-- Task requirements --
The entries below are to be transcribed in full, without their images.

-- Excerpted data --
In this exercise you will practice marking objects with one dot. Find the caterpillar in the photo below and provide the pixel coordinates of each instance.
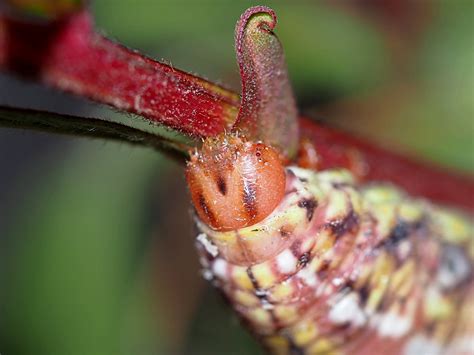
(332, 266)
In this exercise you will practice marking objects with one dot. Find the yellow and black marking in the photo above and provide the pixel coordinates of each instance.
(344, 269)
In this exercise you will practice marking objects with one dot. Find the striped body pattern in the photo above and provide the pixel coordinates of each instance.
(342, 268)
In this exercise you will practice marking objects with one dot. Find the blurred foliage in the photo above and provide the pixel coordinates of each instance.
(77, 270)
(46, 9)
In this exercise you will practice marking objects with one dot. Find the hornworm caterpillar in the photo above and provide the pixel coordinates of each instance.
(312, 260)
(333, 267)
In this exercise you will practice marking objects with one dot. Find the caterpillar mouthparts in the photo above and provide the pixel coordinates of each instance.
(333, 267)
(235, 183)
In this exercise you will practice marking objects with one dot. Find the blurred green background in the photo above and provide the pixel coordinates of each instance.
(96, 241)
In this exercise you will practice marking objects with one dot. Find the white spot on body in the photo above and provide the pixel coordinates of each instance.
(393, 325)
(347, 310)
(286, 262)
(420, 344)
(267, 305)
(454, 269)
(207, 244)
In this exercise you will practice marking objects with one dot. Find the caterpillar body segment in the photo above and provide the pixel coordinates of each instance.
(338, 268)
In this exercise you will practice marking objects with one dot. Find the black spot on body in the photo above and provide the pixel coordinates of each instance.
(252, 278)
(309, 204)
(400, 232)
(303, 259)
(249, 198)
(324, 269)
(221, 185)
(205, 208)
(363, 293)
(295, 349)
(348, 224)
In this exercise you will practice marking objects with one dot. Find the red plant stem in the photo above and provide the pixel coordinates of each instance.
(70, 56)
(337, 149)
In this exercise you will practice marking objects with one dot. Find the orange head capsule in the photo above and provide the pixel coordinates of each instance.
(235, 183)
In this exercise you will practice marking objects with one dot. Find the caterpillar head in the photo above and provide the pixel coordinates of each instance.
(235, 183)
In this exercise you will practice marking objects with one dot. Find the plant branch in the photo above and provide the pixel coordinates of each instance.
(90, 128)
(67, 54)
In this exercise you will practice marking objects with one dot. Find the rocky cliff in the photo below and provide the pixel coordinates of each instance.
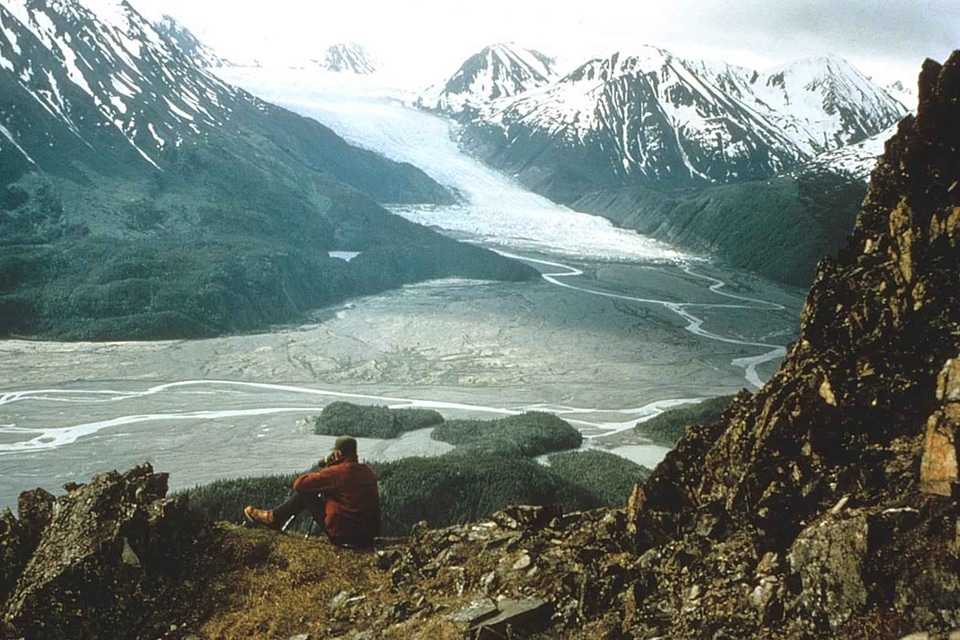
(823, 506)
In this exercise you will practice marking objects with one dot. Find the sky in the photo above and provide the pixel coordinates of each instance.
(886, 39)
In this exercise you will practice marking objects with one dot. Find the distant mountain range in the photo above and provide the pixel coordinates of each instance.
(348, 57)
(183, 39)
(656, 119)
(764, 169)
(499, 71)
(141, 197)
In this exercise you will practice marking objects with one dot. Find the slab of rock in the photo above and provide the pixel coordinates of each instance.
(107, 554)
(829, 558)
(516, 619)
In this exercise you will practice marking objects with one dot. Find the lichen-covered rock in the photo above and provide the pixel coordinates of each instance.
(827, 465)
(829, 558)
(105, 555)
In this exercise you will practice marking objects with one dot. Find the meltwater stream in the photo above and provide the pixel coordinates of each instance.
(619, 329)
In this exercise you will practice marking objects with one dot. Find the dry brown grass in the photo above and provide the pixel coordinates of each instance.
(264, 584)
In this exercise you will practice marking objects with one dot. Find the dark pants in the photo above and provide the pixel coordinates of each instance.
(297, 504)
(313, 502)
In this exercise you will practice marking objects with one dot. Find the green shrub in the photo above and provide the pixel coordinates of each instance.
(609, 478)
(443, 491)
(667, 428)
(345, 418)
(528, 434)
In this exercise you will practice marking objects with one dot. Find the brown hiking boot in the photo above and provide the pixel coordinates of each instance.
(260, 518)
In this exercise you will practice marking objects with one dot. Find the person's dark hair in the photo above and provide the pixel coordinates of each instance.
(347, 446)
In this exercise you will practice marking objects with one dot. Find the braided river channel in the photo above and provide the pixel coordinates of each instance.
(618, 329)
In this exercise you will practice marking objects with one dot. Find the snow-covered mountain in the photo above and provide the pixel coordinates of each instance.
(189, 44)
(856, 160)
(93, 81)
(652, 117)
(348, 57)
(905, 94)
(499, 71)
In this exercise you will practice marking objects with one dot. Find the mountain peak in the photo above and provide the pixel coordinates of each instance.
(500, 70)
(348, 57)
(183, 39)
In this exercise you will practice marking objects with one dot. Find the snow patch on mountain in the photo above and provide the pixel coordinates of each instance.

-- Correct output --
In this exercise you will practice marking objects with one dot. Find the caterpillar in the photo below and provide the pixel coordinates of each instance.
(332, 266)
In this exercise you will practice marking objects with one dot. Find the yellow and black marking in the photo above and provide the pixel coordinates of each instance.
(344, 269)
In this exercise you will practice marking objects with one dot. Find the striped body pattern in the photo above and provide the pixel coordinates of each instance.
(342, 268)
In this exercise you will practice marking objects with one dot. Find the blurred foliage in the photo above and provide the pixel coordinates of each instance.
(77, 270)
(46, 9)
In this exercise you will practice marking objects with one dot. Find the hornworm caterpillar in the photo above and provide the pixel coordinates of each instance.
(312, 260)
(333, 267)
In this exercise you will practice marking objects with one dot. Find the caterpillar mouthparts in the photo above and provide the pixel coordinates of each instance.
(333, 267)
(235, 183)
In this exercise you will practice marking objects with one dot. Find the blurred green background in the photo above and provide the pixel coordinates of each instance.
(96, 241)
In this exercise you will practice marking objects with one dot. Find the white spot on body in the photo above and provide the pixel coordinates of each instance.
(393, 325)
(347, 310)
(286, 262)
(420, 344)
(267, 305)
(454, 269)
(207, 244)
In this exercise you will practice marking objects with one dot. Find the caterpillar body segment in the photo above and provide the pixel coordinates of each instance.
(338, 268)
In this exercise you will practice marking objects with one dot. Find the black spot on body in the photo above and provide the pixel coordinates of each instance.
(252, 278)
(309, 204)
(400, 232)
(303, 259)
(249, 198)
(324, 269)
(221, 185)
(205, 208)
(363, 293)
(295, 349)
(348, 224)
In this exercise you will practice marking objects with one dot. Find the red plant stem in the photo above and provide the pixel coordinates of each instance.
(70, 56)
(337, 149)
In this exercise you will practice marking objects with one dot. Find the orange head capsule in the photo above and provide the pixel coordinates of each instance.
(235, 183)
In this exercise you will practice marking objects with one dot. Find the caterpillar head in the photo above and provide the pixel coordinates of each instance.
(235, 183)
In this exercise you will practice marking objects with one dot. Find the plant branch in the photo above and provide the pixel coordinates of each instance.
(90, 128)
(67, 54)
In this exercise you will practice marking objects with one dot. Find the rocky cliff in the photo below and provide the pixel coordinates of each instance.
(823, 506)
In this exercise you will practice marking objects with one dot. Find the sky in the photo above and provide the pixel coordinates of each instance.
(886, 39)
In this exercise you will practice marking objects with one dot. Find the distant mountain range in the photo above and provide the pixel coordinates of each instance.
(348, 57)
(183, 39)
(656, 119)
(764, 169)
(499, 71)
(141, 197)
In this exercise you will practice marking objects with one dot. Find the slab of rock in the photo above and provide the pixel coordinates of each instance.
(107, 554)
(829, 558)
(516, 619)
In this exercise you will practice marking objects with one dot. Find the lichen-covered rock in the photo above and provide the pixel coordinates of each instance.
(827, 465)
(829, 558)
(105, 555)
In this exercise you will practice marking objects with one dot. Find the meltwater stream in the photo above and provide the pixel coordinates of each instance.
(619, 329)
In this exercise you will practice marking objects with one dot. Find the dry brown grass in the photo above and provide the pixel coordinates of each instance.
(264, 584)
In this exercise you will practice marking objects with one dot. Find the dark pants in the photo above and provide the pixel coordinates of each instance.
(297, 504)
(313, 502)
In this exercise you will practice marking objects with one dot. Find the green shrub in the photo above and provide the pixel coordinates of each instance.
(609, 478)
(443, 491)
(667, 428)
(345, 418)
(528, 434)
In this exercise you will practice marking objects with one dot. Find the brown hiking boot in the photo above and provide the pixel coordinates of each instance.
(260, 518)
In this exercise you will practice marking objects with one dot. Find the person's dark hair in the photo above and provide the pixel coordinates of each instance.
(347, 446)
In this exercise you will practice marking objects with one dot. Find the braided river channel in the photo above and provide the pixel coordinates of each instance.
(618, 329)
In this exercise you will practice marking objects with one dot. Find the snow-covered mountain in the photo above and provide the pixel coordinates of each instance.
(189, 44)
(856, 160)
(93, 81)
(652, 117)
(348, 57)
(905, 94)
(499, 71)
In this exercise you will practice marking objects with one dot. Find the mountain peak in the photo above and provide the pixel coordinates of each instance.
(500, 70)
(348, 57)
(183, 39)
In this exercise you will practice marking objects with one dot. Find the snow patch on mountain in the photo above and provide the pixel coordinates of each instance.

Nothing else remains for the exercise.